Compiti da svolgere:
1 – Stabilisci se ciascuna delle seguenti affermazioni concorda con il testo estratto, rispondendo sì o no e riportando alla lettera le parole del testo che lo decidono: (a) gli investitori internazionali si mossero contro la Borsa di Napoli su pressione inglese; (b) Ferdinando II aderì alla competizione liberista dei Paesi europei; (c) il Regno di Sardegna poteva contare su rotte marittime ben sviluppate.
2 – Ricopia parola per parola il passo del testo estratto a partire da "Questo fece il" e fino a "realizzazione delle strade.".

Testo estratto:

::::::::::

Si concretizzò in poco
più di un ventennio il passaggio dall’orlo del fallimento alla solida economia
del Paese col debito pubblico più esiguo d’Europa, strumentalizzata da una
propaganda di quel tempo e da una certa agiografia postuma per giustificare un
immobilismo di propaganda che, in realtà, non esisteva.
Annullato il deficit,
in occasione dei moti rivoluzionari del 1848 qualcosa di significativo accadde:
gli investitori internazionali, su forte pressione inglese, misero in atto un
“cartello” finanziario contro la Borsa di Napoli e i titoli del debito pubblico
del Regno delle Due Sicilie. Perché?
Ferdinando II,
incosciente della sfida lanciata agli odiati inglesi, non volle aderire alla
smodata competizione liberista dei Paesi europei ma portò avanti un controllato
programma infrastrutturale che, se da un lato penalizzò la velocità di
modernizzazione delle Due Sicilie rispetto al resto d’Europa, dall’altro
garantì una spesa verificata necessaria a tener lontano l’insorgere di una
nuova crisi del debito.
Le potenze d’Europa, al contrario, spendevano molto più
di quanto avevano in cassa, aderendo al sistema economico capitalista in
affermazione a quel tempo, indebitandosi presso le banche private e alimentando
gli affari dei grandi banchieri e delle potenze ricche da cui piovevano i
finanziamenti.
Questo fece il Regno di Sardegna, impegnato in dispendiose
guerre e nella sfrenata realizzazione di opere pubbliche come la rete
ferroviaria, non potendo contare su quelle rotte del mare che nel territorio
borbonico erano ben sviluppate e consentivano lo spostamento delle merci e un
più lenta realizzazione delle strade.
Gli altri Paesi iniziarono a creare le
voragini nei conti pubblici, avviando l’Europa alle problematiche sociali dei
nostri giorni, tra imbrigliate politiche monetarie e indeboliti poteri
tradizionali.
Ferdinando II, convinto che il suo Regno chiuso dal mare e
dallo Stato pontificio potesse essere tenuto lontano dai conflitti europei, fu
certamente miope nella sua spavalda visione dello scenario politico
internazionale, pensando di poter agire indisturbato e di poter governare a
modo suo, senza suscitare antipatie, in un contesto in cui il capitalismo
britannico iniziava ad allineare la politica economica della nuova Europa e il
ceto medio auspicava maggiore slancio.

::::::::::

Dati forniti:
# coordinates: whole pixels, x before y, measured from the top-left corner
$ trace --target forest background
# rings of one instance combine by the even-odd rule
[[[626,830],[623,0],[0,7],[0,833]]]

::::::::::

Risposte per numero:
1 –
(a) Sì: "gli investitori internazionali, su forte pressione inglese, misero in atto un “cartello” finanziario contro la Borsa di Napoli".
(b) No: "non volle aderire alla smodata competizione liberista dei Paesi europei".
(c) No: "non potendo contare su quelle rotte del mare".

2 –
Questo fece il Regno di Sardegna, impegnato in dispendiose
guerre e nella sfrenata realizzazione di opere pubbliche come la rete
ferroviaria, non potendo contare su quelle rotte del mare che nel territorio
borbonico erano ben sviluppate e consentivano lo spostamento delle merci e un
più lenta realizzazione delle strade.